◆ Given exercise ◆
Find each line in the records below that contains the word "white", and copy those lines.

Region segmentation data
##############################

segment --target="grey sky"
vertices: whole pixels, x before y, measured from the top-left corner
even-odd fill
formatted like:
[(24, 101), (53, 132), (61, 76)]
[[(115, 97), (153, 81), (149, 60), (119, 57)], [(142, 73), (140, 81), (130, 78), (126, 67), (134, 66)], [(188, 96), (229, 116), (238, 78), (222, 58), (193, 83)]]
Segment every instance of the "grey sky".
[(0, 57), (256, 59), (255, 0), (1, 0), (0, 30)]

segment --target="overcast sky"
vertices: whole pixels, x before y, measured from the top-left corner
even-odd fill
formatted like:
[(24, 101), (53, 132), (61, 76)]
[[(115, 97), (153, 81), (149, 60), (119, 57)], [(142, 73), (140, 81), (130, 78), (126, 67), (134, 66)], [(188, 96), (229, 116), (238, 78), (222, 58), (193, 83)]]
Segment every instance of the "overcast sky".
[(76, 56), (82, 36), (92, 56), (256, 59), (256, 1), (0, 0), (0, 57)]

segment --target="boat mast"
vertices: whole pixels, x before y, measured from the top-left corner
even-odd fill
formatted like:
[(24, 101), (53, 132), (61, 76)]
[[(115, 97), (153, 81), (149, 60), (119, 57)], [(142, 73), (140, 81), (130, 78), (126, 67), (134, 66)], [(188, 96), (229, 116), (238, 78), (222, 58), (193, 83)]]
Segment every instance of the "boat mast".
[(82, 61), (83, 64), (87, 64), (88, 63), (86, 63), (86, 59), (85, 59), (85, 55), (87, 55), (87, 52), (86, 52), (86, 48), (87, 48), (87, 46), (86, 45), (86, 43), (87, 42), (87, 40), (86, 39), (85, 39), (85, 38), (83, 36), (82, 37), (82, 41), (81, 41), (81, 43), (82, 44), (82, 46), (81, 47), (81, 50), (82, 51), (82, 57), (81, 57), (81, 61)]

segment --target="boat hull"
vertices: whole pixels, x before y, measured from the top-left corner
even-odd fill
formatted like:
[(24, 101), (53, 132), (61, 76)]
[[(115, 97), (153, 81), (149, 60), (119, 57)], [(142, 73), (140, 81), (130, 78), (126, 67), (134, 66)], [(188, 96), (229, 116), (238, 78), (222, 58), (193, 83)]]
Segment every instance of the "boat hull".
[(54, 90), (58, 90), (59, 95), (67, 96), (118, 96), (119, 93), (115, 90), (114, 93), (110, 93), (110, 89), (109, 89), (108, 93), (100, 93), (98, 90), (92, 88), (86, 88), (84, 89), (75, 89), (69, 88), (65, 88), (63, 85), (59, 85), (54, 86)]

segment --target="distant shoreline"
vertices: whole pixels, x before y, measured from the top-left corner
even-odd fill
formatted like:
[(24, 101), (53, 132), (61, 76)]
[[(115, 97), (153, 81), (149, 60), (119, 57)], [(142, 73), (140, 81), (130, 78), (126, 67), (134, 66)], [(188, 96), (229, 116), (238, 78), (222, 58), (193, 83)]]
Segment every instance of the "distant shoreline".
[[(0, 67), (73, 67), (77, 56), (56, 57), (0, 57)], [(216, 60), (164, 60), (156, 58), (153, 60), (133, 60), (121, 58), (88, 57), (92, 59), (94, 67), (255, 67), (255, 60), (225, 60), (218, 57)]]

##############################

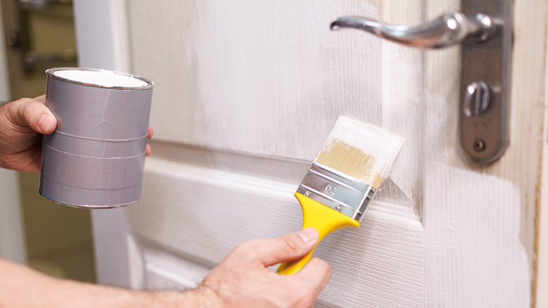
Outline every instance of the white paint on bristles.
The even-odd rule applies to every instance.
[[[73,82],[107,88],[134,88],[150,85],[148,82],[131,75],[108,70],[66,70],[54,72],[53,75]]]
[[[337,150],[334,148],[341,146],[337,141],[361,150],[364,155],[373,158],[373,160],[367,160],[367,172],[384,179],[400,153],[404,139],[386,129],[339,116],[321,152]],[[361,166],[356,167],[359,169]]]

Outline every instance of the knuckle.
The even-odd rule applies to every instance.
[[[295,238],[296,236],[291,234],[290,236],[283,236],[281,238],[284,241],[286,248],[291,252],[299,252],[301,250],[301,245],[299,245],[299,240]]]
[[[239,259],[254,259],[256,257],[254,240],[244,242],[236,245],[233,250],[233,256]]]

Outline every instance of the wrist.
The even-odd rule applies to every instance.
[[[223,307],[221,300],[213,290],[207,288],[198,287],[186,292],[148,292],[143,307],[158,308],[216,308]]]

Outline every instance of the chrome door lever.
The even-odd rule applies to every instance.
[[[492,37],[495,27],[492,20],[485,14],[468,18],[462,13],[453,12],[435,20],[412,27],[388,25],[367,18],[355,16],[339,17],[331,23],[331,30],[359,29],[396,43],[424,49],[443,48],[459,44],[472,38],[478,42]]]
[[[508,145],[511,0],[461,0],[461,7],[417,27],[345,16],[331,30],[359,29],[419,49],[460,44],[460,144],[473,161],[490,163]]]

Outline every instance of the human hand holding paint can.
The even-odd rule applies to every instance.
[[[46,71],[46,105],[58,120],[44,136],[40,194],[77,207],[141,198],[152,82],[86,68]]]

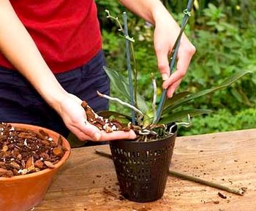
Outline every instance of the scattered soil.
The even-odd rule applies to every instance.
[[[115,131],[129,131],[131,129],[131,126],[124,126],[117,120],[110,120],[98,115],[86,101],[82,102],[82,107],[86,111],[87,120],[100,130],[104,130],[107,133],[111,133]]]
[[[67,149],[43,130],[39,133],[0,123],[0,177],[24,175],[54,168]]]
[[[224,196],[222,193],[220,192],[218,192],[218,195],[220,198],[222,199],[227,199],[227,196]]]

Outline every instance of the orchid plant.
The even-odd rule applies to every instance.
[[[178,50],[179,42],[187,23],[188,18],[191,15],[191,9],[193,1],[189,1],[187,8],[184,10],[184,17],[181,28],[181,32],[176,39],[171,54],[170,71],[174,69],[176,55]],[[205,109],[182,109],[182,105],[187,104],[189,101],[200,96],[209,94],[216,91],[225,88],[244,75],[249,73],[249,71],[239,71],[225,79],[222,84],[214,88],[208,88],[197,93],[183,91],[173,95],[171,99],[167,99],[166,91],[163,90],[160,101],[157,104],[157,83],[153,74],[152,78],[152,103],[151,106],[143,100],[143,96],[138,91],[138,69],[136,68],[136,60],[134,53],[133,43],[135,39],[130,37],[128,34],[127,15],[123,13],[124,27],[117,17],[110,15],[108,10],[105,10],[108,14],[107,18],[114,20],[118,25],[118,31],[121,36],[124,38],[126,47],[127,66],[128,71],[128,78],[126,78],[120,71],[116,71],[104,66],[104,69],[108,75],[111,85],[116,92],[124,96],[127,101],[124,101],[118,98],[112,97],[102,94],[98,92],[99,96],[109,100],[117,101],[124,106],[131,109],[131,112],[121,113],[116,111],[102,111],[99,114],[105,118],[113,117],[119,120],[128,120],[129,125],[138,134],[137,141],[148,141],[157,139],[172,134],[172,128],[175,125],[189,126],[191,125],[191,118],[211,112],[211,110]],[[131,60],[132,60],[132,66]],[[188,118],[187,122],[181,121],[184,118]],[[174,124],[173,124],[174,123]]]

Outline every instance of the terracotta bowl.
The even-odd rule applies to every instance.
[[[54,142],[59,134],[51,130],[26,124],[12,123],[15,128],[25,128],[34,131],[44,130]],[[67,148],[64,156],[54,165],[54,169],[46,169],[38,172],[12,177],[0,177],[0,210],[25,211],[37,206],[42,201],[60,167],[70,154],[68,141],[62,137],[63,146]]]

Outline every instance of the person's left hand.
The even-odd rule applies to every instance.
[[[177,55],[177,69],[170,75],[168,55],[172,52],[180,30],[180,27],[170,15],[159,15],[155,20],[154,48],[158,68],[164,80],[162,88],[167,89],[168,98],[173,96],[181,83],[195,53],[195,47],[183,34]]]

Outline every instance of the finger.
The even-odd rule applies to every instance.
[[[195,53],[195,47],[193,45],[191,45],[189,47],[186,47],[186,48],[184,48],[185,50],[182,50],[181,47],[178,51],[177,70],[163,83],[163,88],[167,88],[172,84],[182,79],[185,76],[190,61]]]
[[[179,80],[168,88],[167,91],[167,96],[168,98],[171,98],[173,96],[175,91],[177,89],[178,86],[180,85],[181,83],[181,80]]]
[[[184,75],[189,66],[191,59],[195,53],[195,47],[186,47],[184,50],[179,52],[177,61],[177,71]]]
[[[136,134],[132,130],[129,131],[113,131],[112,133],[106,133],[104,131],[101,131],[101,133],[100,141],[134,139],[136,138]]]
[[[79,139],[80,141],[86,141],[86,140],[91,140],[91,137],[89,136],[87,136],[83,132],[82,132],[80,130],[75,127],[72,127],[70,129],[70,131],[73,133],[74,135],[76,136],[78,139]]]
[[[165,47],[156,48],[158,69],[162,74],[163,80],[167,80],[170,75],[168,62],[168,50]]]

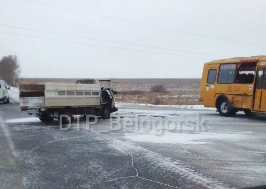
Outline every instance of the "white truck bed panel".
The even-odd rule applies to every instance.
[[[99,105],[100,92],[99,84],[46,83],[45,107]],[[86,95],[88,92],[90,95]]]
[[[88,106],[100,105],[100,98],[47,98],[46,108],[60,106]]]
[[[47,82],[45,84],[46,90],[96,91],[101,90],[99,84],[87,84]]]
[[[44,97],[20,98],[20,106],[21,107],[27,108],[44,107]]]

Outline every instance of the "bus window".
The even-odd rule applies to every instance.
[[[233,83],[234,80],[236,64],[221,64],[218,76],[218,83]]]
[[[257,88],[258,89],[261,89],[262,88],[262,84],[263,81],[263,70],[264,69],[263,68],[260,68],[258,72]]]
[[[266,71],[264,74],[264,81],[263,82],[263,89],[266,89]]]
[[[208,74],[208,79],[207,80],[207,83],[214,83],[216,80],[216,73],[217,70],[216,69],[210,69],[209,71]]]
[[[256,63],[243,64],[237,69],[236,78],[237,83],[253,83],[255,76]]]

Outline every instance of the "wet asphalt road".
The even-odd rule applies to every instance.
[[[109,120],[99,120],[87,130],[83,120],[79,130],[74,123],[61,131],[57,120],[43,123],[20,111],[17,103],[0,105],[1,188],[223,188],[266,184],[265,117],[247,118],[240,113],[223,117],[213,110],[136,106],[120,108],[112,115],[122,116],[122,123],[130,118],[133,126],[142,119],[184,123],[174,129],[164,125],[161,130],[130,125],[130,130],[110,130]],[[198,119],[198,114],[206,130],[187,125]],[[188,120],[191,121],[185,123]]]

##############################

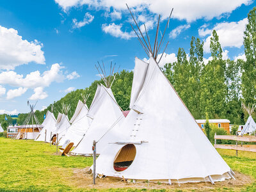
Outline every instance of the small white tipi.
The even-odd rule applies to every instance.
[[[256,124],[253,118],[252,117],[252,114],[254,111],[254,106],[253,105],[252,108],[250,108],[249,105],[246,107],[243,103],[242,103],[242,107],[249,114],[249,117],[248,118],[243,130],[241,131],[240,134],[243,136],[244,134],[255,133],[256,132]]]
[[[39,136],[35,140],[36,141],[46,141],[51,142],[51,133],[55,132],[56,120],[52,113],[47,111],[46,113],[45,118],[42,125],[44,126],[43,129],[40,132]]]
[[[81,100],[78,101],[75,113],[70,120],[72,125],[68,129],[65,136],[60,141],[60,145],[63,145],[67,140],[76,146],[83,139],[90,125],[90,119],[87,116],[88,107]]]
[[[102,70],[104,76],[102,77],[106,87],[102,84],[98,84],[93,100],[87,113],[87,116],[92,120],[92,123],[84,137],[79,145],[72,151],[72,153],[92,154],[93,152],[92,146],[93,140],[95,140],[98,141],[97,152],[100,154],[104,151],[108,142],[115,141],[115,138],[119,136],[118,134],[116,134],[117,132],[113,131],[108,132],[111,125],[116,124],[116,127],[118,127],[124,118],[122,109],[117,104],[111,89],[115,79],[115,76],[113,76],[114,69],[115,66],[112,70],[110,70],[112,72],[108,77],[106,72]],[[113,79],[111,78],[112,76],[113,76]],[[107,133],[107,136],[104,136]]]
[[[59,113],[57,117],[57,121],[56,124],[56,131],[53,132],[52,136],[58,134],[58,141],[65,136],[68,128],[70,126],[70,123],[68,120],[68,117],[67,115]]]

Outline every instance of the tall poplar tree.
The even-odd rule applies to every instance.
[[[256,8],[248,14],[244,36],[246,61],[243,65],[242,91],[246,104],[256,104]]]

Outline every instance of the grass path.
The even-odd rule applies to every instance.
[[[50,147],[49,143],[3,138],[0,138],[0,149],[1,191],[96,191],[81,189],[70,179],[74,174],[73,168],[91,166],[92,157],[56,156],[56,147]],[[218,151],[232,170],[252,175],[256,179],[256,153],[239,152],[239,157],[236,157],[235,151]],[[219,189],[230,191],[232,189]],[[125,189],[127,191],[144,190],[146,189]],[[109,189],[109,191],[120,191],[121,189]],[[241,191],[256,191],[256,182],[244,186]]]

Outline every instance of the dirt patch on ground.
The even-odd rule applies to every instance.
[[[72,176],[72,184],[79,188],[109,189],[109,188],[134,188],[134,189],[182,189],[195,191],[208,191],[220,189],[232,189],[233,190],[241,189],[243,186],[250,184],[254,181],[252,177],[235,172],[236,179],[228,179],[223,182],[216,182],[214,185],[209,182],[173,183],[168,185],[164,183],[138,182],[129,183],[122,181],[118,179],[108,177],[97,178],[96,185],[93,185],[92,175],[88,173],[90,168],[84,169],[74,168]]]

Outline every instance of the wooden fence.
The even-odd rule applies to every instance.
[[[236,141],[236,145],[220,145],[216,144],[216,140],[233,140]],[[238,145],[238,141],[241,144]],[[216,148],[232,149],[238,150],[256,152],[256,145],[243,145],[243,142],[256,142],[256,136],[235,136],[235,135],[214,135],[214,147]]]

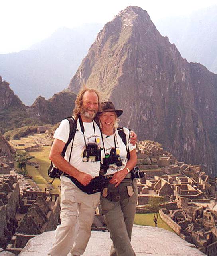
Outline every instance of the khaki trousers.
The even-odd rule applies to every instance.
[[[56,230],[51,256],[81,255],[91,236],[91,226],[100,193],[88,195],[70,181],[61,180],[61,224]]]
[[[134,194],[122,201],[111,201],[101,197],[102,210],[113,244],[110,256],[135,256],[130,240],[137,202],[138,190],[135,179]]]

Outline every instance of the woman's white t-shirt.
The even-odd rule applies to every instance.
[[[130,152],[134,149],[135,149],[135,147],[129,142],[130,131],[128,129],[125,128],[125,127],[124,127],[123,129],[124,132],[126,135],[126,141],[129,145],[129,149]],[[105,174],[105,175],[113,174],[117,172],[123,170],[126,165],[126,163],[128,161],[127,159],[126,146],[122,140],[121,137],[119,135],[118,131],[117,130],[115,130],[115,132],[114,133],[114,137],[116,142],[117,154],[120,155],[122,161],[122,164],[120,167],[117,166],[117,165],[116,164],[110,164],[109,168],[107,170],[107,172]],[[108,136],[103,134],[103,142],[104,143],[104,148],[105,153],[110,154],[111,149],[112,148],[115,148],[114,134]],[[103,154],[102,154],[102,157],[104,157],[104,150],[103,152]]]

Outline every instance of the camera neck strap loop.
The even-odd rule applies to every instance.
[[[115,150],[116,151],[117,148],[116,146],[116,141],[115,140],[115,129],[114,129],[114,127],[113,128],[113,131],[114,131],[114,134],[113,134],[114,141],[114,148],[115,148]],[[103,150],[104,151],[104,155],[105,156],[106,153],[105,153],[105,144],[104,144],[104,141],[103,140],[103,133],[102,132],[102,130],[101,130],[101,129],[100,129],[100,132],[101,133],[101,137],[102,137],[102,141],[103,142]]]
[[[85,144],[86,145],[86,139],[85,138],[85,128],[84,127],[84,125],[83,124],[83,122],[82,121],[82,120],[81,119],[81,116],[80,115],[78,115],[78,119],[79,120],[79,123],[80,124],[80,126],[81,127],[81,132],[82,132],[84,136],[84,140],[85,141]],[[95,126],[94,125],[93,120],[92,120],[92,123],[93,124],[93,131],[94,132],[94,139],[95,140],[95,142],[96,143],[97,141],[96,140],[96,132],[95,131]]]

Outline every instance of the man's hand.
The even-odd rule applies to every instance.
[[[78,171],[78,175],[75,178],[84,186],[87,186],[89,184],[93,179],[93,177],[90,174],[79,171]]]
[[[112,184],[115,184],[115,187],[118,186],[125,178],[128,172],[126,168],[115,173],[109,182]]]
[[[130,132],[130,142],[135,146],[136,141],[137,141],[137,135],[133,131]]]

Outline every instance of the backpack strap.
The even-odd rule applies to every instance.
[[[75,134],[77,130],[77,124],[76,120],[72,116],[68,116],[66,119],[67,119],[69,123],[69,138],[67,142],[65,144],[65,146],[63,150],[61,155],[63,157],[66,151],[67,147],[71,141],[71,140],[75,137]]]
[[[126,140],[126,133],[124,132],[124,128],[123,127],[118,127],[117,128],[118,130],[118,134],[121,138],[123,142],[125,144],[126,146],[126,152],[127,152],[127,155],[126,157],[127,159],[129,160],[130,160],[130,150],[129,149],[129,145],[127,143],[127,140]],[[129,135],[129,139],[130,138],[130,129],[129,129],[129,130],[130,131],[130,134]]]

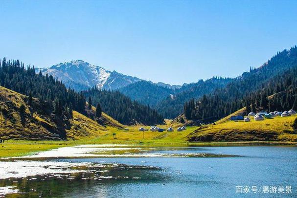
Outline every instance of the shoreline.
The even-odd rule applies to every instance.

##############################

◆ Solved exercise ◆
Outline every instance of the white paint on bristles.
Outline every instance of the "white truck bed panel".
Outline every instance of the small white tipi.
Outline every instance of the woman's white t-shirt.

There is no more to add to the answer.